[Begin THE INPUT]

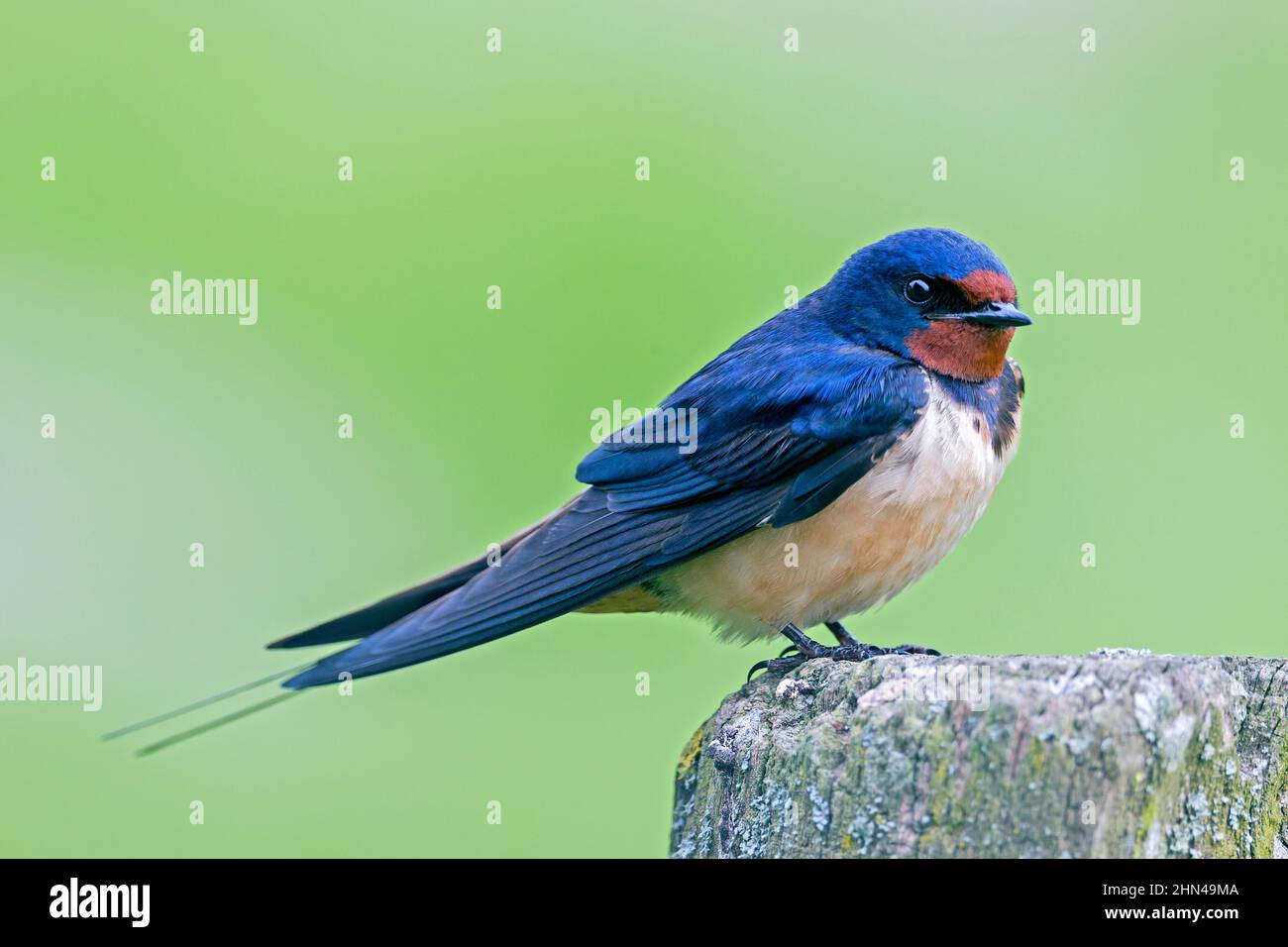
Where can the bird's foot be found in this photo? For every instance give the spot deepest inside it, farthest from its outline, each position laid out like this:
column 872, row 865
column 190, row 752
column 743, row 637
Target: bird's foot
column 806, row 650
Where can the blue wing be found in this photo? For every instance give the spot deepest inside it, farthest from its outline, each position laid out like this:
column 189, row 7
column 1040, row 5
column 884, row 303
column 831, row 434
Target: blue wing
column 785, row 423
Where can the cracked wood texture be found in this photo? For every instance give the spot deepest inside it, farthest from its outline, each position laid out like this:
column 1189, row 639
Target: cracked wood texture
column 1112, row 754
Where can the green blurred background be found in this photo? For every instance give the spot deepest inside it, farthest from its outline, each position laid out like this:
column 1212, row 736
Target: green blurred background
column 518, row 169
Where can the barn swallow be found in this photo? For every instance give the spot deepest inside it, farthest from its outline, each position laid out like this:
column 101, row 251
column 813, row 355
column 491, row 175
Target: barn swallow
column 841, row 450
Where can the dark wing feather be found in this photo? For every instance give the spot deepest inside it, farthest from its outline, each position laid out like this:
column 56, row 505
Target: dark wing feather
column 782, row 431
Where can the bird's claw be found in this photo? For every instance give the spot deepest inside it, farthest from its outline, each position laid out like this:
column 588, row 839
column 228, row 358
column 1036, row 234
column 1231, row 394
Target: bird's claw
column 840, row 652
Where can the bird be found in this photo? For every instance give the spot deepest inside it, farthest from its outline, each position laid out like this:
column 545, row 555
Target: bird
column 837, row 453
column 840, row 451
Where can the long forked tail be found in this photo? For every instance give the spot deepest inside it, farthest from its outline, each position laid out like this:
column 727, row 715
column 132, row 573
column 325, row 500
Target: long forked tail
column 386, row 611
column 205, row 702
column 359, row 624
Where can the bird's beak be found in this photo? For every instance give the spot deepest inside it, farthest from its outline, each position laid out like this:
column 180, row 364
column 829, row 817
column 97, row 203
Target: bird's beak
column 996, row 315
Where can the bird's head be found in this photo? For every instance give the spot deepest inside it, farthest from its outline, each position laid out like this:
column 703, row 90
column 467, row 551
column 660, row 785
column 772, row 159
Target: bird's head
column 931, row 295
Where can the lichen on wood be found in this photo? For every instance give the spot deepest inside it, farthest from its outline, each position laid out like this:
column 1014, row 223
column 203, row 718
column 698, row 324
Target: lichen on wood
column 1112, row 754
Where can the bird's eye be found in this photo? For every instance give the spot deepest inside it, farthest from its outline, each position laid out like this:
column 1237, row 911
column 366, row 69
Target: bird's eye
column 917, row 290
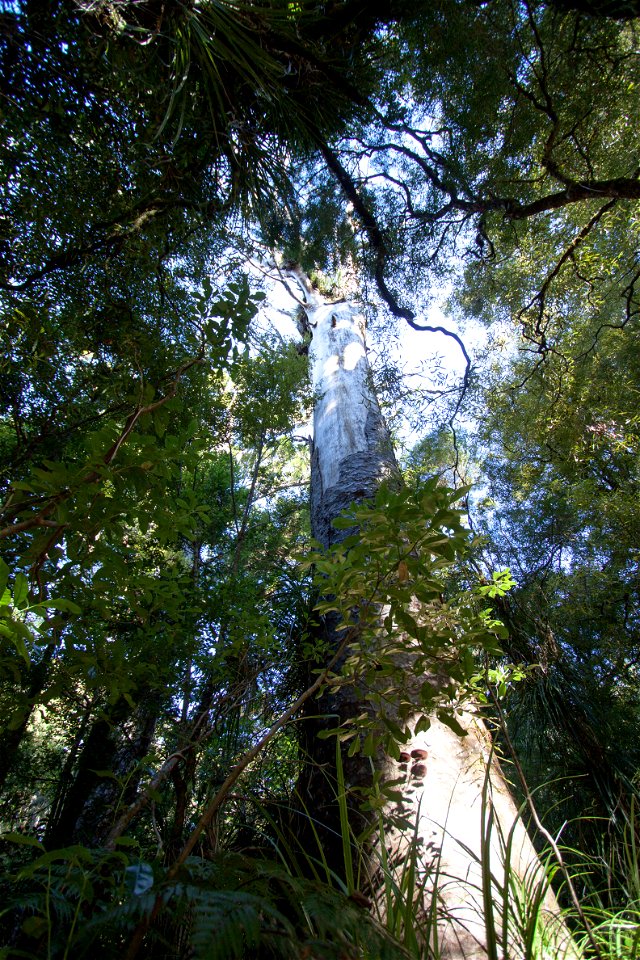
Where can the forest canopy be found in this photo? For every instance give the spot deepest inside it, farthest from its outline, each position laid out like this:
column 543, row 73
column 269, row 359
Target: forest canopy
column 166, row 167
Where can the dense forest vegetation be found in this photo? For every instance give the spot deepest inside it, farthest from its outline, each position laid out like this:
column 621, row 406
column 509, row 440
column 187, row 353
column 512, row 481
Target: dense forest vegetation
column 214, row 664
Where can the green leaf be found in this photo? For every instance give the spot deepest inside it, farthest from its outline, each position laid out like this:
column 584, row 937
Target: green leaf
column 450, row 721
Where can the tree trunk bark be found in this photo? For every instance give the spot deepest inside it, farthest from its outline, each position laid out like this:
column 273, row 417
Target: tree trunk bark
column 442, row 777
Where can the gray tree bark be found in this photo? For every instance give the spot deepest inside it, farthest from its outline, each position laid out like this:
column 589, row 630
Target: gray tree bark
column 440, row 775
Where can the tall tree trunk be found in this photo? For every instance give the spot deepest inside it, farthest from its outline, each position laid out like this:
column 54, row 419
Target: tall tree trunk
column 442, row 777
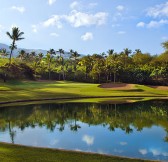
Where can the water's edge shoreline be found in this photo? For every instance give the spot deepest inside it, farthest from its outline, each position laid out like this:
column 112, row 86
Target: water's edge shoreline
column 72, row 151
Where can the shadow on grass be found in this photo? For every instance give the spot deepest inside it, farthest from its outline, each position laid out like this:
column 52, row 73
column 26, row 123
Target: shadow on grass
column 132, row 90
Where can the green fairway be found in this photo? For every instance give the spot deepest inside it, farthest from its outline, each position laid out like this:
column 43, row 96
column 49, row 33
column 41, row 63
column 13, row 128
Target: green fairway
column 15, row 153
column 34, row 90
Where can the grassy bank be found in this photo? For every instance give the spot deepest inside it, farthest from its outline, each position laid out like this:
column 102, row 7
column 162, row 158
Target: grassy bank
column 32, row 90
column 15, row 153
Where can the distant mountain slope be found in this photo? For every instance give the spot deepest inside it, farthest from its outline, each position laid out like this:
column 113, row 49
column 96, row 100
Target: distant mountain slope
column 15, row 52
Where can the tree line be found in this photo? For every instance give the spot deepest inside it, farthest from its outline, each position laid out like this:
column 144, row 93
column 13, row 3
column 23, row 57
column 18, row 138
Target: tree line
column 125, row 66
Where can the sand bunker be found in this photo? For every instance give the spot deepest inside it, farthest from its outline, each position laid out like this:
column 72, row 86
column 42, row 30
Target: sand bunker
column 117, row 86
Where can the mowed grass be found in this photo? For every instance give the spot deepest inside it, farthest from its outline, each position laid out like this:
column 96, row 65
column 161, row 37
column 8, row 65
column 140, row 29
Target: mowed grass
column 32, row 90
column 15, row 153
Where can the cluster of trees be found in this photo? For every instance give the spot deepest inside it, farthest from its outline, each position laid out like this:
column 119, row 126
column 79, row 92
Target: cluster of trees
column 125, row 66
column 126, row 117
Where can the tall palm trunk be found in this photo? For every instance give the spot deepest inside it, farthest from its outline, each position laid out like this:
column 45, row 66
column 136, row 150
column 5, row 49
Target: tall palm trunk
column 12, row 47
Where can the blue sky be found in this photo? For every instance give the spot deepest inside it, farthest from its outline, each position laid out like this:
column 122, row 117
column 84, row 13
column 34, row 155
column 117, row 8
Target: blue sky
column 88, row 26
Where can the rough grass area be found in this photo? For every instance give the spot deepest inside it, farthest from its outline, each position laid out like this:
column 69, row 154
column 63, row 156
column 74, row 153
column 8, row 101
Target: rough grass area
column 15, row 153
column 32, row 90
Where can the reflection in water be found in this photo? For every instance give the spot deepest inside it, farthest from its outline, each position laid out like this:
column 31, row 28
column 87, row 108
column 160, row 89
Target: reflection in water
column 134, row 130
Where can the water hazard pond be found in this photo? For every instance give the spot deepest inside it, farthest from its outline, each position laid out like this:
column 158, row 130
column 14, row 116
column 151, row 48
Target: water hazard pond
column 137, row 130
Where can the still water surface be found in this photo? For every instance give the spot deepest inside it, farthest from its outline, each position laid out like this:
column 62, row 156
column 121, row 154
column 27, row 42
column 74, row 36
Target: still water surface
column 137, row 130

[End THE INPUT]

INSTRUCTIONS FOR THE TASK:
Copy all of the data above word for word, leaving out the pictures.

RESPONSE:
Where can the bird's foot be found in this photo? For every instance give the spot deepest inside it, farthest from its outline, each position laid out like this:
column 872, row 865
column 190, row 752
column 743, row 637
Target: bird's foot
column 806, row 650
Where can the blue wing be found in this photo? For every instance give the spot deepest inside it, farthest from its outline, each position laid out like this:
column 189, row 7
column 1040, row 5
column 884, row 303
column 831, row 434
Target: blue wing
column 785, row 423
Where can the cracked wood texture be found in this photo? For every instance give the spot deepest inside it, farthest from its outline, each position laid out like this:
column 1189, row 639
Target: cracked wood texture
column 1112, row 754
Where can the green blurred background be found in this photo? For every instance give the spot deepest inside it, farthest from its outline, each position laid out like this:
column 1212, row 736
Target: green blurred background
column 518, row 169
Where can the barn swallow be found in this photo? For every instance give the spot deepest inside it, farthest from its outline, each position laid out like this:
column 101, row 251
column 813, row 355
column 491, row 175
Target: barn swallow
column 841, row 450
Where can the dark wing feather be found in this photo? For every instance give the spot deepest inside it, farthest from its outline, each position laid out like this:
column 56, row 505
Target: dark wing feather
column 782, row 431
Where can the bird's claw be found in this photo? For every instance give the spot deepest inside it, farthest from its outline, each position laid out like this:
column 588, row 839
column 228, row 358
column 1036, row 234
column 1231, row 394
Target: bird's claw
column 840, row 652
Where can the bird be found in this photo? For every instance give the spot deepest inside it, farthest from its outline, each position laid out like this:
column 545, row 555
Target: bird
column 837, row 453
column 840, row 451
Where can the long forked tail be found in this photo? For every instance give the spot deepest inside it, farthest from its outline, each position laid out like this:
column 727, row 715
column 132, row 573
column 325, row 500
Target: long forked tail
column 386, row 611
column 205, row 702
column 359, row 624
Where can the bird's beak be found in this photo? For every instance give the spot deepest inside it, farthest from its outline, each position laid out like this:
column 180, row 364
column 829, row 817
column 97, row 203
Target: bird's beak
column 996, row 315
Where can the bird's head be found in this photo? For every instance give the spot deepest inside it, farthest from its outline, each position laid out like this:
column 703, row 90
column 467, row 551
column 660, row 785
column 772, row 159
Target: bird's head
column 931, row 295
Where can the lichen on wood be found in this photo? For every instance give the spot deepest inside it, farthest from its outline, each position laid out like this:
column 1014, row 223
column 203, row 718
column 698, row 324
Target: lichen on wood
column 1112, row 754
Where can the bird's eye be found in this photo? For every instance give the spot deepest inside it, farthest from its outline, each position laid out like this:
column 1237, row 911
column 366, row 69
Target: bird's eye
column 917, row 290
Where can the forest canopy be found in this photo? For every instance give the spot deepest inside it, farthest from its outline, each position laid out like this:
column 543, row 73
column 269, row 359
Target: forest canopy
column 166, row 167
Where can the dense forest vegetation be found in this photo? For every instance give the spot deepest inside it, farthest from its outline, each position laid out like this:
column 621, row 406
column 509, row 440
column 187, row 353
column 512, row 481
Target: dense forest vegetation
column 214, row 664
Where can the green leaf be found in this photo? For every instance give the spot deepest inside it, farthest from its outline, each position laid out like this:
column 584, row 937
Target: green leaf
column 450, row 721
Where can the tree trunk bark be found in this photo? For every instance give the spot deepest inside it, farthest from its outline, each position laid out like this:
column 273, row 417
Target: tree trunk bark
column 442, row 777
Where can the gray tree bark be found in this photo? For every instance give the spot deepest inside it, farthest from its outline, each position laid out like this:
column 589, row 630
Target: gray tree bark
column 440, row 775
Where can the tall tree trunk be found in this photo? For every instance give the spot deepest inside it, farthest from its outline, each position laid out like this:
column 54, row 419
Target: tall tree trunk
column 442, row 777
Where can the water's edge shoreline be found in this photo? For every instance give the spot deepest inside it, farthest from its outline, each position laid out like this:
column 112, row 86
Target: water's edge shoreline
column 72, row 151
Where can the shadow on grass be found in this photo? For every instance give the spot deepest inside it, farthest from its outline, each position laid out like this:
column 52, row 73
column 26, row 123
Target: shadow on grass
column 132, row 90
Where can the green fairway be found in this photo? For every instance give the spot deepest inside it, farthest from its outline, each position laid out like this:
column 43, row 96
column 49, row 33
column 41, row 63
column 13, row 128
Target: green fairway
column 15, row 153
column 34, row 90
Where can the grassy bank be found in this photo? For every instance give the spot deepest inside it, farthest from its outline, each position laid out like this:
column 102, row 7
column 162, row 158
Target: grassy bank
column 32, row 90
column 15, row 153
Where can the distant mountain slope be found in this photo? For every instance give the spot deepest inside it, farthest from its outline, each position laid out like this:
column 113, row 49
column 96, row 100
Target: distant mountain slope
column 15, row 52
Where can the tree line be found in this photo? For every instance give the spot deepest inside it, farthest from its outline, each position laid out like this:
column 144, row 93
column 13, row 3
column 23, row 57
column 18, row 138
Target: tree line
column 125, row 66
Where can the sand bunker be found in this photo? For every instance give the spot deepest inside it, farthest from its outline, each position laid out like this:
column 72, row 86
column 42, row 30
Target: sand bunker
column 117, row 86
Where can the mowed grass be found in this photo? For every instance give the spot deepest inside it, farthest from its outline, each position laid out like this:
column 96, row 65
column 161, row 37
column 8, row 65
column 140, row 29
Target: mowed grass
column 32, row 90
column 15, row 153
Where can the cluster of trees be found in this photo? For every instance give the spot deepest inside it, farthest from its outline, each position laid out like this:
column 119, row 126
column 79, row 92
Target: cluster of trees
column 125, row 66
column 126, row 117
Where can the tall palm trunk be found in this photo? For every instance give the spot deepest inside it, farthest from its outline, each position laid out like this:
column 45, row 66
column 136, row 150
column 5, row 49
Target: tall palm trunk
column 12, row 47
Where can the blue sky be found in this photo? For every instance give the spot deepest inside it, farthest from its outline, each position laid out like this:
column 122, row 117
column 84, row 13
column 34, row 155
column 117, row 8
Target: blue sky
column 88, row 26
Where can the rough grass area be found in this photo? For every instance give the spot deepest inside it, farthest from its outline, each position laid out like this:
column 69, row 154
column 63, row 156
column 74, row 153
column 8, row 101
Target: rough grass area
column 15, row 153
column 32, row 90
Where can the reflection in water be found in this photo? For every instance give the spot deepest inside it, farthest from its outline, each position laid out like this:
column 31, row 28
column 87, row 108
column 160, row 89
Target: reflection in water
column 134, row 130
Where can the water hazard pond be found in this photo? For every instance give the spot deepest inside it, farthest from its outline, each position laid out like this:
column 158, row 130
column 14, row 116
column 151, row 48
Target: water hazard pond
column 137, row 130
Where can the still water surface be found in this photo? For every instance give the spot deepest inside it, farthest from its outline, each position laid out like this:
column 62, row 156
column 121, row 154
column 27, row 42
column 74, row 36
Target: still water surface
column 137, row 130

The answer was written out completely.